What is being asked: Go through the data below and copy each line where the word "face" occurs.

Records for the exercise:
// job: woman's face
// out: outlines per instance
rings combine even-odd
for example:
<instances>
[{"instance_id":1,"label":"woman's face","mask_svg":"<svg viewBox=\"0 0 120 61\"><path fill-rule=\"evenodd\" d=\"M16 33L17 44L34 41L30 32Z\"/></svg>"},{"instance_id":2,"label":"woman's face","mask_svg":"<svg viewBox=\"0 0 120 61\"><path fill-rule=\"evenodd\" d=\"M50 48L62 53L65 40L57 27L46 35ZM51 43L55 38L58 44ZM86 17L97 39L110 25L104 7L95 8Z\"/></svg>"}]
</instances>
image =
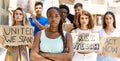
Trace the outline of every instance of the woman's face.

...

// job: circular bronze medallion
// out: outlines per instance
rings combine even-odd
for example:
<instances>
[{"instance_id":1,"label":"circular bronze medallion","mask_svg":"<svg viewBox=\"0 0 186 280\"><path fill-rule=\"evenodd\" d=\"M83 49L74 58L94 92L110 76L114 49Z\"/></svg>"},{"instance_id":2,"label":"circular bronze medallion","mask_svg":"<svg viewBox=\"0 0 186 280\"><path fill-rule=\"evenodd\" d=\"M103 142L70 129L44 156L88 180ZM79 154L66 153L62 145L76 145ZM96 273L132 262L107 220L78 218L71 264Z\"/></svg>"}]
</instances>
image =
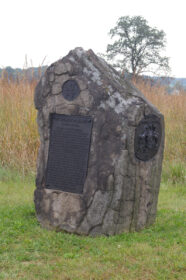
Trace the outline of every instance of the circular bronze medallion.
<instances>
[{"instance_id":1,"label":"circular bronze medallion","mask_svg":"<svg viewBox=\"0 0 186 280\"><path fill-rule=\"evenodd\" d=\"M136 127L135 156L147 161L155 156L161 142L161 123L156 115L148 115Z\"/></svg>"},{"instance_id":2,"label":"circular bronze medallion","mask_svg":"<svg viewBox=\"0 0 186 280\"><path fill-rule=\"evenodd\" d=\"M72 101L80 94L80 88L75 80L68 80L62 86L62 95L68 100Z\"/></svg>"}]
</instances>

Problem solution:
// job: woman's face
[{"instance_id":1,"label":"woman's face","mask_svg":"<svg viewBox=\"0 0 120 61\"><path fill-rule=\"evenodd\" d=\"M16 33L17 44L34 41L30 32Z\"/></svg>"},{"instance_id":2,"label":"woman's face","mask_svg":"<svg viewBox=\"0 0 120 61\"><path fill-rule=\"evenodd\" d=\"M50 48L62 53L65 40L57 27L46 35ZM51 43L55 38L58 44ZM86 17L97 39L110 25L104 7L95 8Z\"/></svg>"}]
Trace the outline of every instance of the woman's face.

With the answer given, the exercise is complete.